Given problem - Identify each line in the records below that contains the word "white" and copy those lines. Match case exactly.

Records shown -

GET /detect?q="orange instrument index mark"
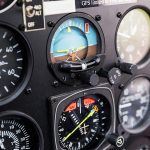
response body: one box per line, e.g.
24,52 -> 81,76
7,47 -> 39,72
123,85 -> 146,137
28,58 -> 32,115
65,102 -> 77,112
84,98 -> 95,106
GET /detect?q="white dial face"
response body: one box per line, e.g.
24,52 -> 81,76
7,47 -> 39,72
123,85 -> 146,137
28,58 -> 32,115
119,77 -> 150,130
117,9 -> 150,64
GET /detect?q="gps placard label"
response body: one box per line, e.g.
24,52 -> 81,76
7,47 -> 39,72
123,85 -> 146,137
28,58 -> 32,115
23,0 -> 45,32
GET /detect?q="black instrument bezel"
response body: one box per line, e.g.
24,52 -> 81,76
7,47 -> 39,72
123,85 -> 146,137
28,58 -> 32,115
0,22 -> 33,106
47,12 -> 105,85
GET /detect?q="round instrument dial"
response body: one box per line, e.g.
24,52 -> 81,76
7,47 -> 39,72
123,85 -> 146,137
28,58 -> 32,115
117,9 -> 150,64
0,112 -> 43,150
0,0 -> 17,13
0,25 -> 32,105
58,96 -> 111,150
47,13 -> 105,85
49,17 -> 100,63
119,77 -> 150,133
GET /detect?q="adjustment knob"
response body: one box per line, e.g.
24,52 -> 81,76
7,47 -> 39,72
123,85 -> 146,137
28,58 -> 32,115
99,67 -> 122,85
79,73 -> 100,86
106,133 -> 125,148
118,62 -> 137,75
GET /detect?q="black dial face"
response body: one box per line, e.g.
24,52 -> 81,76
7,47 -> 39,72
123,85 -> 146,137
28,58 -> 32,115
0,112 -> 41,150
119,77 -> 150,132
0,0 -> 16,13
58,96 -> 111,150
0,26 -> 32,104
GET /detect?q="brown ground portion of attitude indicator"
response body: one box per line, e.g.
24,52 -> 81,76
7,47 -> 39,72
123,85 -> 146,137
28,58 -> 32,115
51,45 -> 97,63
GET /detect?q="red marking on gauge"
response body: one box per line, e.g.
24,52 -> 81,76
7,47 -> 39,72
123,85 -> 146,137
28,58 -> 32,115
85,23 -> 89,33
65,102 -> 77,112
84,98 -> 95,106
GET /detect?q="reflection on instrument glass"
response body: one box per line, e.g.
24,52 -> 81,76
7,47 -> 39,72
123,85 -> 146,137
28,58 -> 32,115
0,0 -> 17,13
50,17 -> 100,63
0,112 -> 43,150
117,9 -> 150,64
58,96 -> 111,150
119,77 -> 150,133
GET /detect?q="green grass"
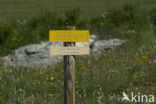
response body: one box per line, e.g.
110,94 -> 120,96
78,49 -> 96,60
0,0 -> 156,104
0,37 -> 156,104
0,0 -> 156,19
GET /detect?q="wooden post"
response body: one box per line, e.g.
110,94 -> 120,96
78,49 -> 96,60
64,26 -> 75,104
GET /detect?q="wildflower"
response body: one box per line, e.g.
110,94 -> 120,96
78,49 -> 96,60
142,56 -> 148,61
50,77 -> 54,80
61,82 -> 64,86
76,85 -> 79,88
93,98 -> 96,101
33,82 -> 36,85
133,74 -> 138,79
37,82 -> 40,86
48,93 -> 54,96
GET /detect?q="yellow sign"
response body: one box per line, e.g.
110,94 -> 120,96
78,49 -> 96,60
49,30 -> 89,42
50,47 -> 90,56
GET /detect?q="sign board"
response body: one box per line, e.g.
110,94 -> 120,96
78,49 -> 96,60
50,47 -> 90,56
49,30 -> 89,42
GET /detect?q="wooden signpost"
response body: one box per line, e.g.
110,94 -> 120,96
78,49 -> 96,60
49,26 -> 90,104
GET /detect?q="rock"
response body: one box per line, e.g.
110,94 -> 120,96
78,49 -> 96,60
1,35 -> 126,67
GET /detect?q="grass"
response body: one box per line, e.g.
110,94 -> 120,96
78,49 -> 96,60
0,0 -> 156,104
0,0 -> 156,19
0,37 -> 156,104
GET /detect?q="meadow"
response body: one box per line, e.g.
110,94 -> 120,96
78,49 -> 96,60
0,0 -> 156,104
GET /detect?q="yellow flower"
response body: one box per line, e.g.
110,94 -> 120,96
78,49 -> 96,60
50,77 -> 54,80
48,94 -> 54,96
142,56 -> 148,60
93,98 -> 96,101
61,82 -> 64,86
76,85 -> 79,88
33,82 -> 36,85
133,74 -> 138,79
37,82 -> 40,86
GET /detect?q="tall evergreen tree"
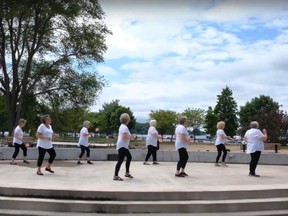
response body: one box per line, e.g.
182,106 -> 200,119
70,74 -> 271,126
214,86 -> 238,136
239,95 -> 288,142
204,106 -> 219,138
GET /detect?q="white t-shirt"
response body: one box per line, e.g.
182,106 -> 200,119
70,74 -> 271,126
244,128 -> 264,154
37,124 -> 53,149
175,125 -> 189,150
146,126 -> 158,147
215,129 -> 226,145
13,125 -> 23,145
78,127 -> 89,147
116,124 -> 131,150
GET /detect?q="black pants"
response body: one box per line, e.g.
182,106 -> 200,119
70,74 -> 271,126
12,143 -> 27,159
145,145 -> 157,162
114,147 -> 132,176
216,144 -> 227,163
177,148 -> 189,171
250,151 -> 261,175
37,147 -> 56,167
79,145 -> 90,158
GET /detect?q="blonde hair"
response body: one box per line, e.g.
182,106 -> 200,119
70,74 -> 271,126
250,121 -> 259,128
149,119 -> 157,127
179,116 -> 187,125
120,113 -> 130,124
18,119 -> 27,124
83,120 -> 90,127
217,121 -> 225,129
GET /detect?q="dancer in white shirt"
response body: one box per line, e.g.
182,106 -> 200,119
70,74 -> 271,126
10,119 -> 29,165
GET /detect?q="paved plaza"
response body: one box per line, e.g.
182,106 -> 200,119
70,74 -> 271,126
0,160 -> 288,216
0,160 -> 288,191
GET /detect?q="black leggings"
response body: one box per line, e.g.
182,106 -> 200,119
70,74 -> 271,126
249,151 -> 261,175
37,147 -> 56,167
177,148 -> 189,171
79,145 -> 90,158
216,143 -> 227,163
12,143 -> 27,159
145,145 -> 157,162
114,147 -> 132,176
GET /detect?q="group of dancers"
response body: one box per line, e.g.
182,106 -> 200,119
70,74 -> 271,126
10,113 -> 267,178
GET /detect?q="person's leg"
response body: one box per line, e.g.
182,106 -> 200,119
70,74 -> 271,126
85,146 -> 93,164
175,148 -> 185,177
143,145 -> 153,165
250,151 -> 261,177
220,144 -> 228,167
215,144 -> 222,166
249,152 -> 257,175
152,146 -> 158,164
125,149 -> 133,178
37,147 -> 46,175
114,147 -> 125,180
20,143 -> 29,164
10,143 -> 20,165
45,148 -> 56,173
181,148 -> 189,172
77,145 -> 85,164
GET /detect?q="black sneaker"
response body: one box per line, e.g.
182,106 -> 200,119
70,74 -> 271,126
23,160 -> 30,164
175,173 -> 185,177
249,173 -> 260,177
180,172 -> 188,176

Output for this task -
GET /detect?q="white dial face"
GET /detect?q="white t-shirt"
GET /detect?q="dancer in white shirt"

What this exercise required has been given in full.